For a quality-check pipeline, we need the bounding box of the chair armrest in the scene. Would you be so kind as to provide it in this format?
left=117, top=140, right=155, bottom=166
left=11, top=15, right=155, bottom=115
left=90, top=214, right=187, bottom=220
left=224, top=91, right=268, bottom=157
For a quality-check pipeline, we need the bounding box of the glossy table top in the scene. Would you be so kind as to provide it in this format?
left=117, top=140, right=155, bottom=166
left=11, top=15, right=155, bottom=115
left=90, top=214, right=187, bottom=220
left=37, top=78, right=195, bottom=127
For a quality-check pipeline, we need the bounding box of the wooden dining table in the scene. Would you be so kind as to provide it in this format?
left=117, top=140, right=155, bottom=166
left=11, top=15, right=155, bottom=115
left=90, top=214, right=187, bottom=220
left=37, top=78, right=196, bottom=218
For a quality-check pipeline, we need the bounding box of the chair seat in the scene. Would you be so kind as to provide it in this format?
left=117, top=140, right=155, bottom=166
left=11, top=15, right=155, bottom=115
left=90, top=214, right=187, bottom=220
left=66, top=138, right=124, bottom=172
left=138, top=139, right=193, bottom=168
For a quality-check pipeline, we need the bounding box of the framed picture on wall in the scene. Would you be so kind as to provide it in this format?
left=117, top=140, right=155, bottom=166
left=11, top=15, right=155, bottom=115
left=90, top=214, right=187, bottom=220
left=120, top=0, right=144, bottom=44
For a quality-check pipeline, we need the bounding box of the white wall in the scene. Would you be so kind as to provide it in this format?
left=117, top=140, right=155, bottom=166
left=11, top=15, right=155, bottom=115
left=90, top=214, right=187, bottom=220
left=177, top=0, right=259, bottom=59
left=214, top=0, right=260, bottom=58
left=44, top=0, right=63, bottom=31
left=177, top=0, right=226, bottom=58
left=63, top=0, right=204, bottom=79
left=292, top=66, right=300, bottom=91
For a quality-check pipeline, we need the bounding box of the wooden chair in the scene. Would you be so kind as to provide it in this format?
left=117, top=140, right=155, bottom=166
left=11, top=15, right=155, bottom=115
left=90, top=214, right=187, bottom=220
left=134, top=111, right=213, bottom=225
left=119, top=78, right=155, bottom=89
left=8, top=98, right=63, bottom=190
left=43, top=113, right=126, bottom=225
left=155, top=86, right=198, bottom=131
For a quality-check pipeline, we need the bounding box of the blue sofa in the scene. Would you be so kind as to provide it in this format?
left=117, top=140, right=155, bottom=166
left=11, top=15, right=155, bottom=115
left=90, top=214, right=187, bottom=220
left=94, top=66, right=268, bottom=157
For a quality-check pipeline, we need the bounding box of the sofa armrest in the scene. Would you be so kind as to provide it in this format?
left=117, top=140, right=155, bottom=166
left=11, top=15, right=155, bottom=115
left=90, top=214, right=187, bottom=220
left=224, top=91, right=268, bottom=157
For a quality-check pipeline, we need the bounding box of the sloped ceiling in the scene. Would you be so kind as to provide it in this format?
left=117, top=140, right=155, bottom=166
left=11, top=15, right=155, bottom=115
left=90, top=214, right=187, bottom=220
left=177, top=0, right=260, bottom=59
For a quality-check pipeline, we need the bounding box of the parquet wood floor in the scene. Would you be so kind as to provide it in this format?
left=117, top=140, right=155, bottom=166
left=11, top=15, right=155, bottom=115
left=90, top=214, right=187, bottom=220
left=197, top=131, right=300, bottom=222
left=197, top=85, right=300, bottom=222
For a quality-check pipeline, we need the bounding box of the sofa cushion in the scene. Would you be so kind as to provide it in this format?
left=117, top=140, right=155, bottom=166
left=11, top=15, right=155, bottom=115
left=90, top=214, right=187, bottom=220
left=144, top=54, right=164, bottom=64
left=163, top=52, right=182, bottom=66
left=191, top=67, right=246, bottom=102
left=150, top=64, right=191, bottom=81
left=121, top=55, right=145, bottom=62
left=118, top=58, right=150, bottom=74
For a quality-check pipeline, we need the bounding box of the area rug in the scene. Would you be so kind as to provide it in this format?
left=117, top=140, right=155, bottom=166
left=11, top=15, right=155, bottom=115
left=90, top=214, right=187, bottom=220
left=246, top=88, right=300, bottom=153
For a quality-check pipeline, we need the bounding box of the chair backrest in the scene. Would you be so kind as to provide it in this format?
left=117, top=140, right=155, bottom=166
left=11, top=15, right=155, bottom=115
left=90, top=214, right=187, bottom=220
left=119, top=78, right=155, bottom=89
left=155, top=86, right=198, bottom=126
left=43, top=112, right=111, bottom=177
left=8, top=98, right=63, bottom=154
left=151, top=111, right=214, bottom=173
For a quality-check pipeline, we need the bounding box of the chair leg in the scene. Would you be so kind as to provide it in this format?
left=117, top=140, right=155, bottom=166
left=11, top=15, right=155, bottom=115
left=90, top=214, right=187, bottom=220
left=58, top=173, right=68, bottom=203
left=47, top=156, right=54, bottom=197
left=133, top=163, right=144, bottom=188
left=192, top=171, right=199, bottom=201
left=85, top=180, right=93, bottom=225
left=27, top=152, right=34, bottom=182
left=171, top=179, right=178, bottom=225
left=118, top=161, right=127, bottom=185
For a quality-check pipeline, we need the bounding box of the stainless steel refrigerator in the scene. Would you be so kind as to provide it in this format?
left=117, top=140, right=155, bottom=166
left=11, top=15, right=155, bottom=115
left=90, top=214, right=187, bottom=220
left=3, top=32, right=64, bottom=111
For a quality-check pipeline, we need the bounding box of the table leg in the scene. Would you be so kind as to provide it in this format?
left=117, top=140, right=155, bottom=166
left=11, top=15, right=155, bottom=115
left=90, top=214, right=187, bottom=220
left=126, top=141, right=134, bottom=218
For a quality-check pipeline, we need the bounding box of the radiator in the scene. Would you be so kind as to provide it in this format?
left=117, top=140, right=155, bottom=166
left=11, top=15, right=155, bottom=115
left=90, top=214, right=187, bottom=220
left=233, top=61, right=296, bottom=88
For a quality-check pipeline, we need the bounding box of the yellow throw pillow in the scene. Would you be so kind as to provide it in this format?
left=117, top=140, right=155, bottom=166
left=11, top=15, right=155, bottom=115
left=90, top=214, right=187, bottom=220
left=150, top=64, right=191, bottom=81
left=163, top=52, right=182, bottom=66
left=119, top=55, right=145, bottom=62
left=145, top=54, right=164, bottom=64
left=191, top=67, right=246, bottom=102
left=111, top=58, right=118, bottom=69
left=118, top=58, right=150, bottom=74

» Exercise objective: Reproduce all of the rows above, substituting "data-validation pipeline" for every occurrence of "quality-check pipeline" and leaving everything else unchanged.

» Response to the task:
For a data-validation pipeline, we need the bounding box of the chair armrest in the scene. Would you be so kind as to provide it in this format?
left=117, top=140, right=155, bottom=166
left=11, top=15, right=155, bottom=115
left=90, top=214, right=187, bottom=220
left=224, top=91, right=268, bottom=157
For a data-validation pipeline, we need the bounding box of the glossy table top in the scene. Would you be so kind as to provide it in this format?
left=117, top=140, right=155, bottom=166
left=11, top=15, right=155, bottom=115
left=90, top=214, right=187, bottom=220
left=37, top=78, right=195, bottom=127
For a data-validation pipeline, we need the bounding box of the wooden dining table in the scene. Would you be so kind as to provide it in this format?
left=117, top=140, right=155, bottom=166
left=11, top=15, right=155, bottom=115
left=90, top=214, right=187, bottom=220
left=37, top=78, right=196, bottom=218
For a data-validation pipeline, we need the bounding box of the chair seat in the scene. Would you be so kind as to provide it in this format?
left=117, top=140, right=155, bottom=166
left=11, top=15, right=155, bottom=115
left=90, top=214, right=187, bottom=220
left=66, top=138, right=124, bottom=172
left=138, top=139, right=193, bottom=168
For a data-validation pipeline, we need the bounding box of the framed picture on wall in the scene. Would you be so kind as to provide it in this format?
left=117, top=140, right=155, bottom=166
left=11, top=15, right=155, bottom=115
left=90, top=214, right=187, bottom=220
left=120, top=0, right=144, bottom=44
For a data-validation pipeline, we need the bounding box of the white wall in the scene. Would you be so kind as to provide it in this format?
left=117, top=140, right=155, bottom=166
left=11, top=15, right=155, bottom=115
left=90, top=214, right=187, bottom=220
left=177, top=0, right=259, bottom=59
left=214, top=0, right=260, bottom=58
left=44, top=0, right=63, bottom=31
left=177, top=0, right=226, bottom=58
left=63, top=0, right=204, bottom=79
left=292, top=66, right=300, bottom=91
For a data-validation pipeline, we need the bounding box of the wooden chair in the scene. Would you be so kind as to provide it in this format?
left=117, top=140, right=155, bottom=166
left=11, top=15, right=155, bottom=115
left=90, top=214, right=187, bottom=220
left=134, top=111, right=213, bottom=225
left=119, top=78, right=155, bottom=89
left=8, top=98, right=63, bottom=190
left=43, top=113, right=126, bottom=225
left=155, top=86, right=198, bottom=131
For a data-validation pipeline, we need the bounding box of the blue sofa in the scene. Would you be so kind as to provide it in this format?
left=117, top=140, right=155, bottom=166
left=11, top=15, right=155, bottom=115
left=90, top=214, right=187, bottom=220
left=94, top=66, right=268, bottom=157
For a data-validation pipeline, we need the bounding box of the sofa armrest in the scene. Would you be so kind as to provide it in this format?
left=117, top=140, right=155, bottom=166
left=11, top=15, right=155, bottom=115
left=90, top=214, right=187, bottom=220
left=224, top=91, right=268, bottom=157
For a data-validation pipeline, we need the bounding box of the sloped ceiling in the scene. Would you be so kind as to provide it in this format?
left=117, top=140, right=155, bottom=166
left=11, top=15, right=155, bottom=115
left=90, top=214, right=187, bottom=220
left=177, top=0, right=260, bottom=59
For a data-validation pipeline, we need the bounding box of the parquet wood floor in the scene. Would you be so kind as to provide it in this format?
left=117, top=140, right=155, bottom=166
left=11, top=15, right=155, bottom=115
left=90, top=214, right=187, bottom=220
left=197, top=131, right=300, bottom=222
left=197, top=85, right=300, bottom=222
For a data-validation pipeline, we need the bounding box of the sofa cushion in the scene. Would you be so kind as to provide it in this format?
left=117, top=140, right=155, bottom=166
left=11, top=15, right=155, bottom=115
left=90, top=214, right=187, bottom=220
left=144, top=54, right=164, bottom=64
left=163, top=52, right=182, bottom=66
left=191, top=67, right=246, bottom=102
left=150, top=64, right=191, bottom=81
left=121, top=55, right=145, bottom=62
left=118, top=58, right=150, bottom=74
For a data-validation pipeline, we need the bounding box of the area rug in the scene. Would you be so kind as to provide it in this format?
left=117, top=140, right=155, bottom=166
left=11, top=15, right=155, bottom=115
left=90, top=214, right=187, bottom=220
left=246, top=88, right=300, bottom=153
For a data-validation pipeline, we need the bounding box of the chair backrest in the scene. Would you be so kind as to provide it in this format?
left=117, top=140, right=155, bottom=166
left=11, top=15, right=155, bottom=115
left=90, top=214, right=187, bottom=220
left=119, top=78, right=155, bottom=89
left=155, top=86, right=198, bottom=126
left=43, top=112, right=111, bottom=177
left=8, top=98, right=63, bottom=154
left=151, top=111, right=214, bottom=173
For a data-validation pipeline, we need the bounding box of the chair leg in the scene. Would you be so kind as to provide it in this format?
left=117, top=140, right=155, bottom=166
left=11, top=15, right=155, bottom=115
left=90, top=214, right=187, bottom=220
left=58, top=173, right=68, bottom=203
left=47, top=156, right=54, bottom=197
left=133, top=163, right=144, bottom=188
left=192, top=171, right=199, bottom=201
left=85, top=180, right=93, bottom=225
left=27, top=152, right=34, bottom=182
left=171, top=179, right=178, bottom=225
left=118, top=161, right=127, bottom=185
For a data-validation pipeline, we need the bounding box of the stainless steel refrigerator in the scene. Would you be so kind as to provide it in this format?
left=117, top=140, right=155, bottom=166
left=11, top=15, right=155, bottom=115
left=90, top=214, right=187, bottom=220
left=3, top=32, right=64, bottom=111
For a data-validation pipeline, we need the bounding box of the table leg in the scene. Would you be so kind as to provide it in this format?
left=117, top=140, right=155, bottom=166
left=11, top=15, right=155, bottom=115
left=90, top=214, right=187, bottom=220
left=126, top=141, right=134, bottom=218
For a data-validation pipeline, we need the bounding box of the radiator in the scene. Would you be so kind as to provide it in this format?
left=117, top=140, right=155, bottom=166
left=11, top=15, right=155, bottom=115
left=90, top=214, right=187, bottom=220
left=233, top=61, right=296, bottom=88
For a data-validation pipeline, we need the bounding box of the yellow throw pillow in the scene. Would you be so kind as to provide it in this format?
left=117, top=140, right=155, bottom=166
left=11, top=15, right=155, bottom=115
left=90, top=214, right=187, bottom=220
left=150, top=64, right=191, bottom=81
left=163, top=52, right=182, bottom=66
left=119, top=55, right=145, bottom=62
left=145, top=54, right=164, bottom=64
left=191, top=67, right=246, bottom=102
left=111, top=58, right=118, bottom=69
left=118, top=58, right=150, bottom=74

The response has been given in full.